__Task details__.
Output, without any change, the listing below from its opening line up to and including the line with "Task: point to each instance of the mist".

============================================================

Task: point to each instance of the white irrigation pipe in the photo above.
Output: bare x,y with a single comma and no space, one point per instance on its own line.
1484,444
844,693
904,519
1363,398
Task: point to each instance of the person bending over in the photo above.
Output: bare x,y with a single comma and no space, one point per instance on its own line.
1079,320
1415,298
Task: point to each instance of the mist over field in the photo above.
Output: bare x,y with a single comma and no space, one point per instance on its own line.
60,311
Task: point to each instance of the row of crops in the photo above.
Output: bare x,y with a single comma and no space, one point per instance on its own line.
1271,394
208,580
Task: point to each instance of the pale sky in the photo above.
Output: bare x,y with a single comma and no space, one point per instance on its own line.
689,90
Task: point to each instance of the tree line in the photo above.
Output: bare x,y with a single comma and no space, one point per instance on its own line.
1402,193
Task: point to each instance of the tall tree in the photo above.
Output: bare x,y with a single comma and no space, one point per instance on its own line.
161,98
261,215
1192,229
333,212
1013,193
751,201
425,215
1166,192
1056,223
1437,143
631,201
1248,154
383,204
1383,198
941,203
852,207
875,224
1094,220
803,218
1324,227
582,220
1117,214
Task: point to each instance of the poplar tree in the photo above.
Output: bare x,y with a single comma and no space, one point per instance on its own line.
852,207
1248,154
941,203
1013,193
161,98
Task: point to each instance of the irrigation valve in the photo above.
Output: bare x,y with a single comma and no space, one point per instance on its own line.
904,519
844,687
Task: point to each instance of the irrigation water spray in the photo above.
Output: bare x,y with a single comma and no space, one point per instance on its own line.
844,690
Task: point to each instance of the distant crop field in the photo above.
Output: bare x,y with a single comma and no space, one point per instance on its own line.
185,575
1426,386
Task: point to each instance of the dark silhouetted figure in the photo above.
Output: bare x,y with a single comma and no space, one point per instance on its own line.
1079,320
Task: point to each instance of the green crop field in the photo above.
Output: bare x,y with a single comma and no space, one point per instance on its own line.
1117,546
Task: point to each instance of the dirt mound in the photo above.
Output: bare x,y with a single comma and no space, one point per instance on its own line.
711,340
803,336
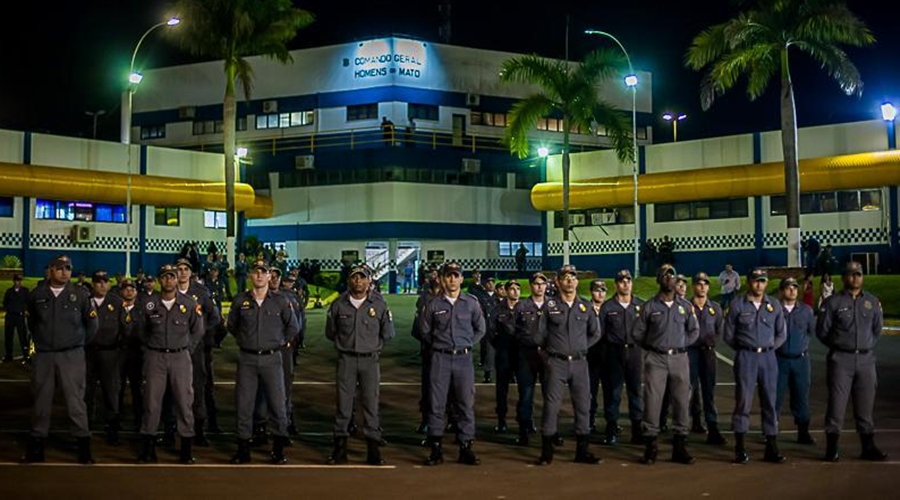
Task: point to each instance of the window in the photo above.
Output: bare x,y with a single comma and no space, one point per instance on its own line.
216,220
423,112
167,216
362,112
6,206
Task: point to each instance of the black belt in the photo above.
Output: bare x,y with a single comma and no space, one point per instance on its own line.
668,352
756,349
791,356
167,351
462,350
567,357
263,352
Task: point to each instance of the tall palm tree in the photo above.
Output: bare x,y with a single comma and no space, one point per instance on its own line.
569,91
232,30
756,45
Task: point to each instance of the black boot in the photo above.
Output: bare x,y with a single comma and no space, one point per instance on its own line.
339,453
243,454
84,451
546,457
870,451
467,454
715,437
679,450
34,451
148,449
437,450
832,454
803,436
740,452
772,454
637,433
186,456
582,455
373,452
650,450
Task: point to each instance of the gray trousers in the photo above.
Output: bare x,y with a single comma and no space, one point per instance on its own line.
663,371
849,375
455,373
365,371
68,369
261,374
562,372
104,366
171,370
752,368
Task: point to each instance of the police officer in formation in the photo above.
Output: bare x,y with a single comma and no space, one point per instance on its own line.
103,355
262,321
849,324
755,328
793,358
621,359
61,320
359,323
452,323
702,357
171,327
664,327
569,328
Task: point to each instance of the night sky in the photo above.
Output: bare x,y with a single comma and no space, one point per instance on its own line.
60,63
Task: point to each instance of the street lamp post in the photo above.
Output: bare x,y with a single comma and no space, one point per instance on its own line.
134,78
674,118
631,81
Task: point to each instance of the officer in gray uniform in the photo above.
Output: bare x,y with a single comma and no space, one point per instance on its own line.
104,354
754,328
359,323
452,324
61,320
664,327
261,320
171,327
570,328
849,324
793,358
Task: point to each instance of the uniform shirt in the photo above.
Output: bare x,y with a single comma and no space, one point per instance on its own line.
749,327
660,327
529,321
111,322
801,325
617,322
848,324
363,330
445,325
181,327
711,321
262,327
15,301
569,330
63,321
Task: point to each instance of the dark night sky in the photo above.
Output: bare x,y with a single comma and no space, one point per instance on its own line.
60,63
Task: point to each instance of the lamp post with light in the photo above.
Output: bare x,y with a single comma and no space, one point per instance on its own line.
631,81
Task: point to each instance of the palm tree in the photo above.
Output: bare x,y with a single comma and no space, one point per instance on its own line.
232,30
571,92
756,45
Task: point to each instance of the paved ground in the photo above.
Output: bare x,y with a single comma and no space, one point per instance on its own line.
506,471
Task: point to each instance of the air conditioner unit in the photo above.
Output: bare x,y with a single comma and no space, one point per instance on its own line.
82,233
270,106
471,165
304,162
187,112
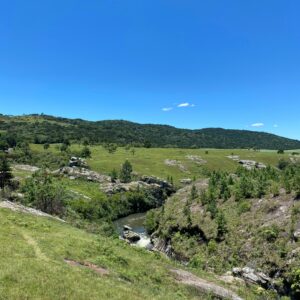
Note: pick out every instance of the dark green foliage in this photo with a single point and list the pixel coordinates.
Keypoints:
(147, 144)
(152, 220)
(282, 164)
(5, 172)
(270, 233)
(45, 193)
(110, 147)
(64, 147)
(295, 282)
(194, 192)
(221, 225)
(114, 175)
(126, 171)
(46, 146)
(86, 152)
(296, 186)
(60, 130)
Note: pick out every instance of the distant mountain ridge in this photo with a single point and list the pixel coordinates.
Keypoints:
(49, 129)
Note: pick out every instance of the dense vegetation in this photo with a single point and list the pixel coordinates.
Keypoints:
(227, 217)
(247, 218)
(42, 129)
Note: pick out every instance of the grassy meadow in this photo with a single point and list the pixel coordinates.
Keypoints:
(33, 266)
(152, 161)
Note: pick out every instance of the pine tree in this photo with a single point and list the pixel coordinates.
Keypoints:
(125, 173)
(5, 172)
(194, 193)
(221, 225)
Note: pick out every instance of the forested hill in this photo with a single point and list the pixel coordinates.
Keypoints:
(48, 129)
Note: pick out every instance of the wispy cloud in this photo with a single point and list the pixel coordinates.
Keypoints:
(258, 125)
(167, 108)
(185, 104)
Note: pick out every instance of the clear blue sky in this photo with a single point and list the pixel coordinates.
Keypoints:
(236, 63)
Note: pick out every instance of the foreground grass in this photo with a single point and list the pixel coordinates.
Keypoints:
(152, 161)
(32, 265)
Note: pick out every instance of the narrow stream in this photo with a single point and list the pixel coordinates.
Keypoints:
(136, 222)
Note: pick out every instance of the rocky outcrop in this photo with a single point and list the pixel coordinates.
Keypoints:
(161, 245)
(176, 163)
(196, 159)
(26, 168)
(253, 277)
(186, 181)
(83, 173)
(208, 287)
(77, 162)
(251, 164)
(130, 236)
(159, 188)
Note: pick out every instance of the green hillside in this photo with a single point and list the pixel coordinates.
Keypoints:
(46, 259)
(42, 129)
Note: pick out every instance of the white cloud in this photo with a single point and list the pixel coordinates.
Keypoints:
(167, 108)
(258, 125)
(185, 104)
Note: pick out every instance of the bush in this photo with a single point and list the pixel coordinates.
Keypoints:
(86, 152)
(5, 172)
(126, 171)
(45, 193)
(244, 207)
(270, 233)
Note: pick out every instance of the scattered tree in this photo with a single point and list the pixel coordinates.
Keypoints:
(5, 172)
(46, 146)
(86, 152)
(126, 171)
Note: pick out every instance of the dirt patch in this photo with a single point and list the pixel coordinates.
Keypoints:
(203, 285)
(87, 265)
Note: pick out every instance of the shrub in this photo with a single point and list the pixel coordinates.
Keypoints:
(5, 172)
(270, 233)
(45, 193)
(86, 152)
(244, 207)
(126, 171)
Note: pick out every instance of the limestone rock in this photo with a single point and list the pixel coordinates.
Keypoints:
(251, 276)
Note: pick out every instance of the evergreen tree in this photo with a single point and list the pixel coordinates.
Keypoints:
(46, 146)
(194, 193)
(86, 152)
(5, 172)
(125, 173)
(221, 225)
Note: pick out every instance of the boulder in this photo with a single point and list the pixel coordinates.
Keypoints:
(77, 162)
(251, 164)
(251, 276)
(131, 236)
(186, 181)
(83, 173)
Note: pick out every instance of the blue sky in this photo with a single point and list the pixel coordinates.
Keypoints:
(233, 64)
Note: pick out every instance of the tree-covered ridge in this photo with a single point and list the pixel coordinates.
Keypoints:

============================================================

__Expected answer__.
Task: point to each instance of the white irrigation pipe in the photo above.
Output: bare x,y with a single comma and no space, one point per instance on its own line.
1484,444
844,693
904,519
1363,398
Task: point to each instance of the person bending over in the photo above.
Output: bare x,y with a single comma and no space, one point per instance on its own line.
1079,320
1415,298
Task: point to each instance of the mist over field in the photo above.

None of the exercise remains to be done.